• **Records to use**:

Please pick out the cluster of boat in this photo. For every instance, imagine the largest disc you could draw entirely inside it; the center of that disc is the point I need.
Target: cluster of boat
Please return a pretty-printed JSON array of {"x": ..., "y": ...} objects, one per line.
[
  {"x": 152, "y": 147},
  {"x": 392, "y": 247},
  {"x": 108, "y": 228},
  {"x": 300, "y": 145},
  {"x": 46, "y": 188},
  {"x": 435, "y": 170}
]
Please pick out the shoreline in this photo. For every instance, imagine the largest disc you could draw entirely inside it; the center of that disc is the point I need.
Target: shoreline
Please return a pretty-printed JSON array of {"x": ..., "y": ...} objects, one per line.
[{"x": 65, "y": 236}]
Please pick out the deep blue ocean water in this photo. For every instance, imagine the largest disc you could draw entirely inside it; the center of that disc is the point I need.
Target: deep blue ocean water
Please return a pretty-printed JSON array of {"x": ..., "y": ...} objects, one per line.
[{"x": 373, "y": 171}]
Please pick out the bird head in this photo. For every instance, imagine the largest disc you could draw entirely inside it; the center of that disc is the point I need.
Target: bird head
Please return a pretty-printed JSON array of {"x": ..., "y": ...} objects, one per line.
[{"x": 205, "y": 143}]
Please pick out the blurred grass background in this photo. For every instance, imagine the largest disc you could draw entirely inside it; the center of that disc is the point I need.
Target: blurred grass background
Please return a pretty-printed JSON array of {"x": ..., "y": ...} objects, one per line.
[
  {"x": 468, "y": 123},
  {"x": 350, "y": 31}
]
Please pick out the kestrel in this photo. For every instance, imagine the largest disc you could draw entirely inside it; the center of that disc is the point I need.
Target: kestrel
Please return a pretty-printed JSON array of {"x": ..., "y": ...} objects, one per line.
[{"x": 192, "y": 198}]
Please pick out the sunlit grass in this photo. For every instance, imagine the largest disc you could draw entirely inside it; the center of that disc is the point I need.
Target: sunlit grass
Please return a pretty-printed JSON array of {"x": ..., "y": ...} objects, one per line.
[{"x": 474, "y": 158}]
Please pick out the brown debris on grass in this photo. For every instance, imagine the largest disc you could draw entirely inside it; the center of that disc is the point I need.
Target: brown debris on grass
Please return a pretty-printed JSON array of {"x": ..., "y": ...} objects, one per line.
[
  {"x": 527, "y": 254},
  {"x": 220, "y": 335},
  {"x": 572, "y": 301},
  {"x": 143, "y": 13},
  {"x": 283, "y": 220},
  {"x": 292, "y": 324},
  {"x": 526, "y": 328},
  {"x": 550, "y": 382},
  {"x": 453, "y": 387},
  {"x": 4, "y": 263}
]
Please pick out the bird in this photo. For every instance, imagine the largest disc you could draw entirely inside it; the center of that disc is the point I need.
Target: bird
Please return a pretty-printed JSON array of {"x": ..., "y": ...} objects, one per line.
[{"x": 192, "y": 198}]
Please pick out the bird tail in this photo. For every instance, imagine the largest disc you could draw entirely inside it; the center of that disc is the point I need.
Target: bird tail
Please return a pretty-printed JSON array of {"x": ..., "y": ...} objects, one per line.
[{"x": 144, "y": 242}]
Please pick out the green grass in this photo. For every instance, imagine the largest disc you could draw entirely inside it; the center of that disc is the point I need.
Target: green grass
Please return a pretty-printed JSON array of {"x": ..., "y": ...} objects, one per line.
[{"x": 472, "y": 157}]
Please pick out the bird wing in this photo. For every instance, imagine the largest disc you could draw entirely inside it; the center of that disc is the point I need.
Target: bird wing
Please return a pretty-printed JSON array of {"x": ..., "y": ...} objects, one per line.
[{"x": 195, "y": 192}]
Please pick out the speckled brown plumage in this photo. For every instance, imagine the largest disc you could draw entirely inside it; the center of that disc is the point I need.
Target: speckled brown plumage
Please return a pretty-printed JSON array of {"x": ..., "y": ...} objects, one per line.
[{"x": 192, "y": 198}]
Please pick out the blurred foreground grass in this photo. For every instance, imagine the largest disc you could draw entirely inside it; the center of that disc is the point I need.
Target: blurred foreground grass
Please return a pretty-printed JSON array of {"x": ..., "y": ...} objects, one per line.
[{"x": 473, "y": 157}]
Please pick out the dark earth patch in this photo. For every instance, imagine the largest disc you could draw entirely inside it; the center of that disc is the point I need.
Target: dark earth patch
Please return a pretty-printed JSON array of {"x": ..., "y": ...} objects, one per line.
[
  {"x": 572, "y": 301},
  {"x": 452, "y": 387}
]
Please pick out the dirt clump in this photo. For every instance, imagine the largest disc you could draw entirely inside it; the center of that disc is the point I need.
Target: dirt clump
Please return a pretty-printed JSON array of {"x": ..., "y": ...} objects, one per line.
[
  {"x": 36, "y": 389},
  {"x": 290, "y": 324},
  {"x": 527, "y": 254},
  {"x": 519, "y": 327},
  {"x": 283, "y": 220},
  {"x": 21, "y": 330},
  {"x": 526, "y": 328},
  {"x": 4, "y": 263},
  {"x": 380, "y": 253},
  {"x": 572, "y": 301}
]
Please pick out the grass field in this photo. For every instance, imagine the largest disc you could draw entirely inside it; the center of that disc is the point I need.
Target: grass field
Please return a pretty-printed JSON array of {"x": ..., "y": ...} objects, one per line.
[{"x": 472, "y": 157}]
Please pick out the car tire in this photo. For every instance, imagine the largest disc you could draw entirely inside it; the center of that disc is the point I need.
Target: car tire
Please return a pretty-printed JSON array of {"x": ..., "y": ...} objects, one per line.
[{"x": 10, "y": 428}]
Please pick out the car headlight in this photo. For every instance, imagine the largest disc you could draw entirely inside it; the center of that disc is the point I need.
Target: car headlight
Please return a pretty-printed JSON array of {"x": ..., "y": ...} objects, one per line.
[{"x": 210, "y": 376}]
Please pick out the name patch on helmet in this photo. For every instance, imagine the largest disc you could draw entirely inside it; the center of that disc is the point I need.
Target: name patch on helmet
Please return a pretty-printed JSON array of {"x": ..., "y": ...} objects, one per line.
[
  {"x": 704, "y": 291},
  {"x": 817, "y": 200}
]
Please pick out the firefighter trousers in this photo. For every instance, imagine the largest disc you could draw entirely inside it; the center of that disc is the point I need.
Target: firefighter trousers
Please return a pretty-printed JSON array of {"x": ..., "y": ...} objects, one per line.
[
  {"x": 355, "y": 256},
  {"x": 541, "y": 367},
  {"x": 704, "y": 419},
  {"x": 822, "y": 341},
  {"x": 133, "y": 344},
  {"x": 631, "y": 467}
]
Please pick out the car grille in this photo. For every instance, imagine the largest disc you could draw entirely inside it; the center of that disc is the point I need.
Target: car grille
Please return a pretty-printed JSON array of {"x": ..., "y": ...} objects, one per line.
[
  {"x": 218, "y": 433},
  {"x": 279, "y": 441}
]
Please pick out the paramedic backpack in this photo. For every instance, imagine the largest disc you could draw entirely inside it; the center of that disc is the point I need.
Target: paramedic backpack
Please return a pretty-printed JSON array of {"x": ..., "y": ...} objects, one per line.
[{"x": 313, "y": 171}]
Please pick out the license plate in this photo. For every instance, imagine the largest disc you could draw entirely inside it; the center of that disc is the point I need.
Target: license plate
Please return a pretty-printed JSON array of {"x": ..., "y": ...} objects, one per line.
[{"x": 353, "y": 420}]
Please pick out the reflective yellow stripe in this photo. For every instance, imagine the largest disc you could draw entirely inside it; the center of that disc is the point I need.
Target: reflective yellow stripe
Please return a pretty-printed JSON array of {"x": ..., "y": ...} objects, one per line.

• **Task objective**: The lines from the one with "Please pick out the car grille" through the end of the data above are to be set down exactly, with both boundary lines included and no other lines.

• **Reply to the exercise**:
Please pick out the car grille in this photo. For every instance, imagine the largest disc you could draw entirely inside it; the center of that disc is the point I need.
Target: car grille
Please return a pretty-printed JSON array of {"x": ..., "y": ...} objects, one per line.
[
  {"x": 218, "y": 433},
  {"x": 279, "y": 441}
]
Please pick out the paramedic backpack in this photo. For every instance, imagine the largest disc you could draw entirely inside it; the center of that disc is the point I need.
Target: paramedic backpack
Please return a pretty-printed JSON array of {"x": ..., "y": ...} objects, one per line.
[{"x": 313, "y": 171}]
Please pick out the license plate in this photo. For every instance, imagine the largest disc you could draw entirely inside it; the center of that disc is the point I need.
Target: license plate
Please return a pretty-printed JSON array of {"x": ..., "y": ...} objects, one per line.
[{"x": 353, "y": 420}]
Please pick out the reflective yellow stripe in this photo. For every instance, imagine the largest disc you could draw entirely inside it; the center of that disc is the point I need.
Target: reflective yellow stripe
Please return a pretty-printed JSON array of {"x": ..., "y": ...} objects, one per line.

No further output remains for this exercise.